++++ Extract
But all this was preliminary to the real task of finding out what was happening in Kansas, outside of the production of oil. The legislation already passed was intended to make the Standard Oil Company the servant of the state. But I had long ago learned it was one thing to pass laws and another thing to enforce and administer them. How were they getting on?
I went first to see the governor—E. W. Hoch—a humorless and honest man. It was he who had sponsored the state refinery. I found him impressed by what he had done, but a little doubtful about how things were going to come out. He was opening his mail when I went in and he showed me letters nominating him for the Presidency. He had been receiving many of them, he said. It was obvious they came from radical socialists rejoicing over the encouragement that he was giving to the public ownership of industry. He liked the applause but did not like the source. He was no socialist, he protested to me. He was a firm believer in the competitive system. The state refinery was a “measuring stick.”
He had wanted to settle definitely just what the profits of the refinery business in Kansas were. Nobody knew except experts, and they wouldn’t tell. A first-class oil refinery would settle for all time the cost of refining Kansas oil and force the sale at a reasonable price. He was not trying to drive private industry out of the state. He merely wanted to force private industry to be reasonable—the private industry being of course the Standard Oil Company.
++++++++
++++ Dataset content
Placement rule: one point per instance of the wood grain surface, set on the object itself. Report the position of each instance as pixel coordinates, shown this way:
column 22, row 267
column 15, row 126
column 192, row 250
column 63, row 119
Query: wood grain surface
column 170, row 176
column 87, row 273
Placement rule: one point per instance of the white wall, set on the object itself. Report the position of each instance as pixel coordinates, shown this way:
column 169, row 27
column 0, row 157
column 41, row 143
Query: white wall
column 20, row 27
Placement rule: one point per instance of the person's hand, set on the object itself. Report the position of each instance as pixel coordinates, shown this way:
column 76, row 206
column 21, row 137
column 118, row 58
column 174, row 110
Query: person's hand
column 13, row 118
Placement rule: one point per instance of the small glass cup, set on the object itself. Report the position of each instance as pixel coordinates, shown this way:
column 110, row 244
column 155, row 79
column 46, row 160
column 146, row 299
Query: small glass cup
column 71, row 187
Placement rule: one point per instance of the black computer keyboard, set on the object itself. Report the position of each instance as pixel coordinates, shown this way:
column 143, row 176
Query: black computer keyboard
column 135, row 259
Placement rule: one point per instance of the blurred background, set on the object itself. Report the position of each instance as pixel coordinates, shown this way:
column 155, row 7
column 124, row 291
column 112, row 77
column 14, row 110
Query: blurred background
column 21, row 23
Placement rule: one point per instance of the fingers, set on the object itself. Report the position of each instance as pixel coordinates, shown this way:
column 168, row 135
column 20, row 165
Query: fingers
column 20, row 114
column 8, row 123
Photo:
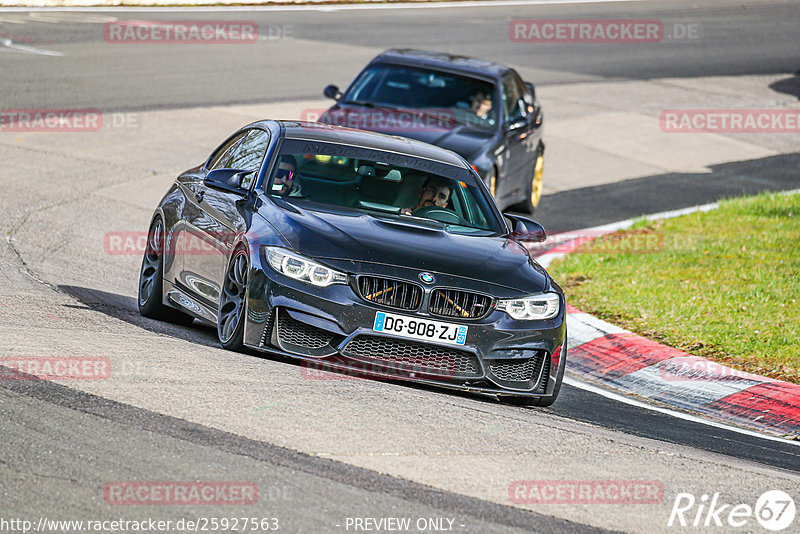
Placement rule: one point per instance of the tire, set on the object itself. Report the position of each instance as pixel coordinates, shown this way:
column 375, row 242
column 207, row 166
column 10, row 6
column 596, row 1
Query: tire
column 533, row 193
column 151, row 280
column 233, row 302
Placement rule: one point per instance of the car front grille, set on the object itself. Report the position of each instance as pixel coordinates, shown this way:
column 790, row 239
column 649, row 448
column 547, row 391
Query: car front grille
column 267, row 332
column 521, row 373
column 389, row 292
column 545, row 376
column 516, row 370
column 294, row 332
column 455, row 303
column 409, row 356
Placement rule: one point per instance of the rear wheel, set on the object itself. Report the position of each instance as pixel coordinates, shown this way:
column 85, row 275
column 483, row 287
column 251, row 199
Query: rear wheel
column 151, row 280
column 533, row 193
column 233, row 301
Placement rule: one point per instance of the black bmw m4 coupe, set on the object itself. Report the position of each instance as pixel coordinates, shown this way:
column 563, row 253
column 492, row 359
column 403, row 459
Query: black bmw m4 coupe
column 357, row 251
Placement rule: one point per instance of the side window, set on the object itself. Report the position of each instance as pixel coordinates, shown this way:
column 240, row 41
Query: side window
column 513, row 91
column 249, row 154
column 223, row 153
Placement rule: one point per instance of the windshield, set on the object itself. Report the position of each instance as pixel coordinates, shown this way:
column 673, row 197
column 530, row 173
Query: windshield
column 382, row 184
column 466, row 100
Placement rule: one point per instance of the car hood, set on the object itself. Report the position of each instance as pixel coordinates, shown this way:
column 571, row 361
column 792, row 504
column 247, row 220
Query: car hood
column 428, row 127
column 350, row 236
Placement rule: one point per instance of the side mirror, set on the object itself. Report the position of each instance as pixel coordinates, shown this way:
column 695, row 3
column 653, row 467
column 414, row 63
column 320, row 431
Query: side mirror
column 531, row 89
column 229, row 180
column 516, row 124
column 526, row 230
column 332, row 92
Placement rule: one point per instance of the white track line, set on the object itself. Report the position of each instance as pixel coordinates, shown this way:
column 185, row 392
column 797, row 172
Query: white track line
column 325, row 7
column 8, row 43
column 672, row 413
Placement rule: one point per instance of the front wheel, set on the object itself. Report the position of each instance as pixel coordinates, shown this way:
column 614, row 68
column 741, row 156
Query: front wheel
column 533, row 193
column 151, row 280
column 233, row 302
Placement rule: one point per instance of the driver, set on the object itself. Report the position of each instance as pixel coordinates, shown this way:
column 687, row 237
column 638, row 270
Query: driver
column 481, row 105
column 434, row 192
column 287, row 182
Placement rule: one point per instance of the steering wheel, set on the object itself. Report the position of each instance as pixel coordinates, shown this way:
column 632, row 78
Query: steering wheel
column 439, row 214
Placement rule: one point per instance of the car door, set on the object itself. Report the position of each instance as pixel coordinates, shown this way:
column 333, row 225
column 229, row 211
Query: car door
column 217, row 218
column 519, row 146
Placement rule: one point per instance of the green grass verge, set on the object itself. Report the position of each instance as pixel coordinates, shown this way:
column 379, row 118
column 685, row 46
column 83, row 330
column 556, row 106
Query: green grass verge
column 723, row 284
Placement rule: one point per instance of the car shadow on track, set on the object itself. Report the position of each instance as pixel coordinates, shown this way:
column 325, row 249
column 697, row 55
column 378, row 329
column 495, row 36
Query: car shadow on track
column 126, row 309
++++++++
• **Try it**
Answer these questions about the Kansas extract, one per line:
1. Who was the governor the writer went to see first?
2. What did the governor call the state refinery?
3. Which private industry did the governor want to force to be reasonable?

• **Exercise solution**
1. E. W. Hoch
2. A "measuring stick"
3. The Standard Oil Company